• **What you will do**
a – According to the coronavirus outbreak report, what has the virus sparked besides infections? List each item named in the sentence beginning "Elsewhere, hundreds more".
b – In the coronavirus outbreak report, how many years has China's annual parliamentary session been held in March?
c – Carry the coronavirus outbreak report forward from its final sentence.

Document excerpt Start Marker

300 Americans arrive home from virus-infected cruise ship

American evacuees from the Diamond Princess cruise ship arrive at Joint Base San Antonio-Lackland on 17 February 2020 in San Antonio, Texas. Photo: AFP
American evacuees from the Diamond Princess cruise ship arrive at Joint Base San Antonio-Lackland on 17 February 2020 in San Antonio, Texas. Photo: AFP

More than 300 Americans rescued from a cruise ship quarantined off Japan because of the new coronavirus arrived back in the United States Monday for two more weeks of medical seclusion, as concern rose over passengers who dispersed around the globe after leaving another ship in Cambodia.

The COVID-19 virus death toll exceeds 1,800 in China, where it has infected more than 72,000. Elsewhere, hundreds more have been infected and the virus has sparked panic buying, economic jitters as well as the cancellation of high-profile sporting and cultural events.

With fresh cases emerging daily in Japan, the government has advised citizens to avoid mass gatherings, and has canceled public events -- including celebrations in central Tokyo for the Emperor's birthday and the amateur portion of the city marathon, affecting around 38,000 runners.

In the Chinese capital Beijing, municipal authorities have ordered citizens arriving in the city to self-quarantine for 14 days, the presumed incubation period of the virus.

State media said China may postpone its annual parliamentary session, which has been held in March for the last 35 years.

Outside China, the biggest cluster of infections is from the Diamond Princess cruise ship off Japan's Yokohama, where an additional 99 cases were revealed on Monday.

That brought the total to 454 diagnosed despite passengers being confined to their cabins during a 14-day quarantine.

Document excerpt End Marker
Provided information Start Marker

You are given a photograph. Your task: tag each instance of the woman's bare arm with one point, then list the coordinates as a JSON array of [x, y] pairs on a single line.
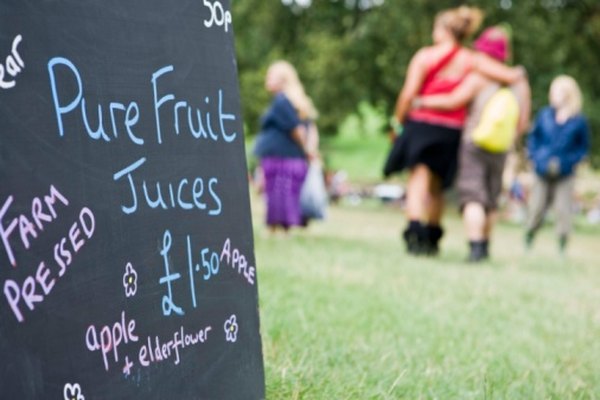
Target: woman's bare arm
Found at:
[[497, 71], [412, 84], [523, 92], [459, 97]]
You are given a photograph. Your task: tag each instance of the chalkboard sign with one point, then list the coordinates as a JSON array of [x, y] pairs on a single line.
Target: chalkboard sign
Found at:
[[126, 255]]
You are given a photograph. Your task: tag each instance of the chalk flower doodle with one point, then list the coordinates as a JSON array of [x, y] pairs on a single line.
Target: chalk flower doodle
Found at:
[[130, 281], [231, 329], [73, 392]]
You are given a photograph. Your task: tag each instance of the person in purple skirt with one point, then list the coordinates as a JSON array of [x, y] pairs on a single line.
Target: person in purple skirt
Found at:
[[282, 145]]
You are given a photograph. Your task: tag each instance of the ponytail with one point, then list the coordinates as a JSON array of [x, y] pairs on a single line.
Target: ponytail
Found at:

Provided information End Marker

• **Your written answers**
a –
- Panic buying
- Economic jitters
- The cancellation of high-profile sporting and cultural events

b – For the last 35 years.

c –
As criticism grew of Japan's handling of the ship crisis, governments are scrambling to repatriate their citizens. Canada, Italy, Hong Kong -- and the latest country, Australia -- were poised to follow the United States in removing nationals from the vessel.

The first US flight touched down at Travis Air Force Base in California shortly before midnight Sunday, followed by the second early Monday at Joint Base San Antonio-Lackland, Texas.

Before they boarded the flights, US officials were informed that 14 of the passengers tested days earlier had received positive results. Authorities allowed them to fly but isolated them from other passengers in a "special containment area".

US officials deemed 13 of the cases "high risk" for COVID-19 and sent them to the University of Nebraska Medical Center for treatment and re-testing.

All repatriated passengers must undergo a two-week quarantine period on US soil.

One American traveler, Sarah Arana, told AFP before leaving the ship that she was ready to go because a proper quarantine was needed.

"This was not it," she said.

'My health is fine' 
Some Americans on the Diamond Princess declined their government's offer.

"My health is fine. And my two-week quarantine is almost over," tweeted Matt Smith, questioning why he should want to leave.

Forty other US passengers tested positive for the virus and were taken to hospitals in Japan, said Anthony Fauci, a senior official at the National Institutes for Health.

In China, authorities have placed about 56 million people in Hubei under quarantine, virtually sealing off the province from the rest of the country in an unprecedented effort to contain the virus.

Chinese health officials on Monday urged patients who have recovered from COVID-19 to donate blood plasma which, they said, can be used to treat others.

New cases outside the epicenter region have been declining for the last 13 days. There were 115 fresh cases outside Hubei announced Monday -- sharply down from nearly 450 a week ago.

Chinese authorities have pointed to the slowing rise in cases as proof their measures are working.

The apparent drop in new cases "must be interpreted very cautiously," World Health Organisation head Tedros Adhanom Ghebreyesus said on Monday.

Concerns remain about global transmission, but WHO officials cautioned against "blanket measures", when the virus is affecting "a very, very tiny" proportion of people outside Hubei.

Fears are mounting over passengers on one vessel, the Westerdam, who all received a clean bill of health when they disembarked in Cambodia -- a staunch Beijing ally with a threadbare medical system.

An 83-year-old American woman who disembarked was stopped by authorities in Malaysia over the weekend when she was detected with a fever and later diagnosed as having the virus.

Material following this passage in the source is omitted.